How many lines of the material below contain the string "surface"? Case counts, so give only the number.

══ Raw records ══

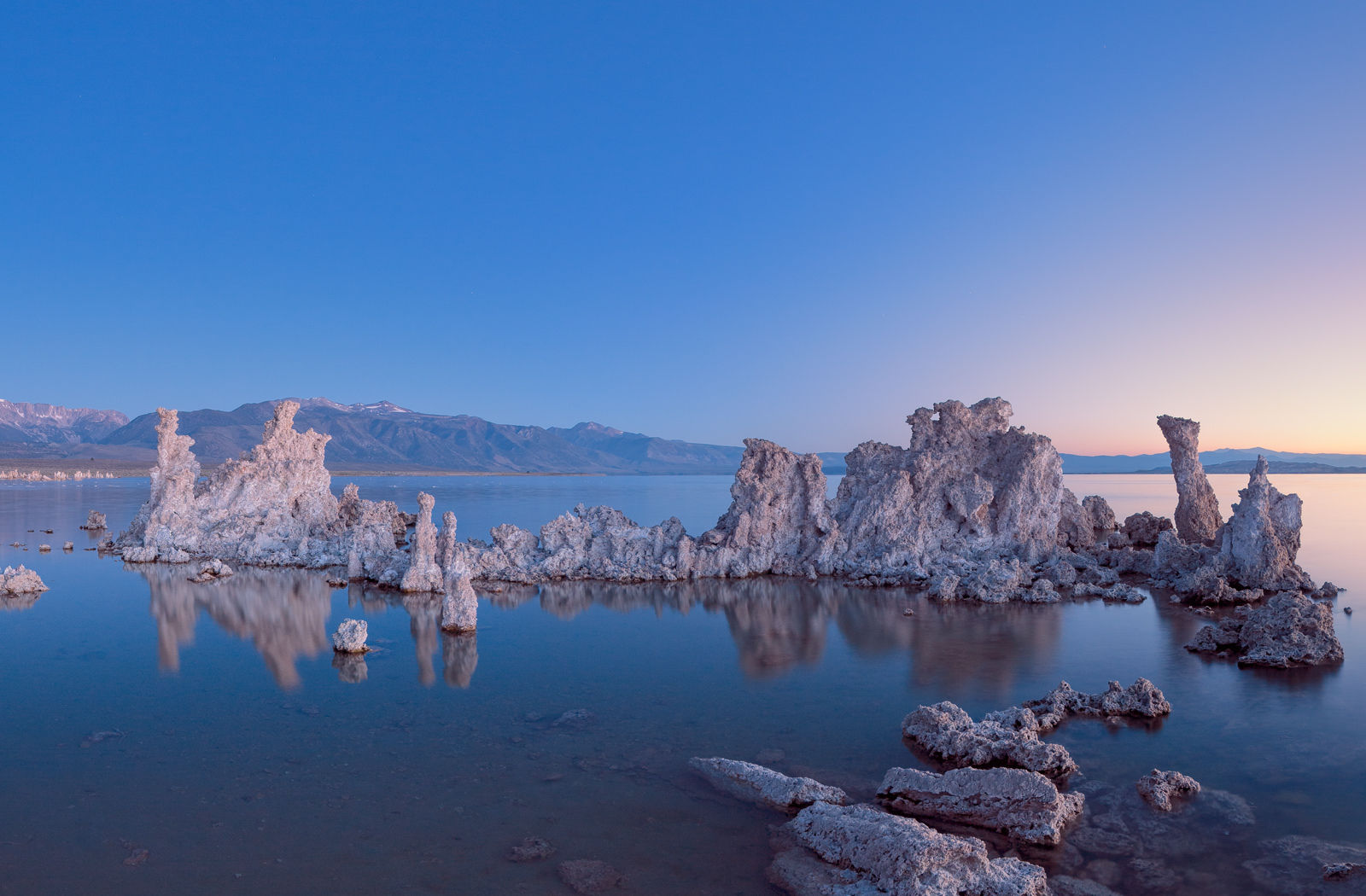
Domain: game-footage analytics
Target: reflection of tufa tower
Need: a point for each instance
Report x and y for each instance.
(284, 612)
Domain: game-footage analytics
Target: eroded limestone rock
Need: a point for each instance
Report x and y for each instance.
(212, 570)
(757, 784)
(423, 574)
(1022, 805)
(1197, 509)
(1290, 630)
(350, 637)
(1140, 700)
(864, 850)
(20, 581)
(949, 734)
(1159, 787)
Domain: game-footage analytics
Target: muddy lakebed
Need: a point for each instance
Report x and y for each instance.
(168, 738)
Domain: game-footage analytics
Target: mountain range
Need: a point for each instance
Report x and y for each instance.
(382, 436)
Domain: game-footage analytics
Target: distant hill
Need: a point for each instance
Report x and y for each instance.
(384, 436)
(52, 423)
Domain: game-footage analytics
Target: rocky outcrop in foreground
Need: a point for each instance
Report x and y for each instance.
(20, 581)
(862, 850)
(1159, 787)
(757, 784)
(1197, 509)
(1290, 630)
(1024, 806)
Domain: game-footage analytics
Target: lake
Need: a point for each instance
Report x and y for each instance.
(211, 725)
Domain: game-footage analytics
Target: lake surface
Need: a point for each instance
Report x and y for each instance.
(243, 761)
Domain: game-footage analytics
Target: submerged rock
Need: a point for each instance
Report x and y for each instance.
(1306, 866)
(1290, 630)
(591, 876)
(1144, 529)
(862, 850)
(1140, 700)
(1197, 507)
(1159, 787)
(20, 581)
(350, 637)
(212, 570)
(1022, 805)
(949, 734)
(757, 784)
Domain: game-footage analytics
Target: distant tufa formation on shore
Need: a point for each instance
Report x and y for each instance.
(973, 509)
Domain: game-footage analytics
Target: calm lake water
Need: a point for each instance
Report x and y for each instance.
(245, 762)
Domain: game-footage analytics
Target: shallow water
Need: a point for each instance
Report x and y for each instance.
(243, 761)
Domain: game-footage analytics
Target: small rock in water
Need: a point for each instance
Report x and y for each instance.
(574, 719)
(1342, 870)
(591, 876)
(350, 637)
(1159, 787)
(100, 736)
(212, 570)
(532, 850)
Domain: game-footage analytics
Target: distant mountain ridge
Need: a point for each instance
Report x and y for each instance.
(382, 436)
(52, 423)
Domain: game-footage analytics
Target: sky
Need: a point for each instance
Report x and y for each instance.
(697, 220)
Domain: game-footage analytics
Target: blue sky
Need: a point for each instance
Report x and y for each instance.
(698, 220)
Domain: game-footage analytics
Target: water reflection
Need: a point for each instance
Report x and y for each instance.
(284, 612)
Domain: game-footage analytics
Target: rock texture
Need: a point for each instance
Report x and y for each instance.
(757, 784)
(1159, 787)
(949, 734)
(1140, 700)
(1290, 630)
(271, 507)
(350, 637)
(423, 574)
(20, 581)
(862, 850)
(1022, 805)
(1197, 509)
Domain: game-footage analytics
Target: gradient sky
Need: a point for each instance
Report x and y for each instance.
(697, 220)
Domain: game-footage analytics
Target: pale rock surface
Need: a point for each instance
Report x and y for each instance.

═══

#### Exercise result
2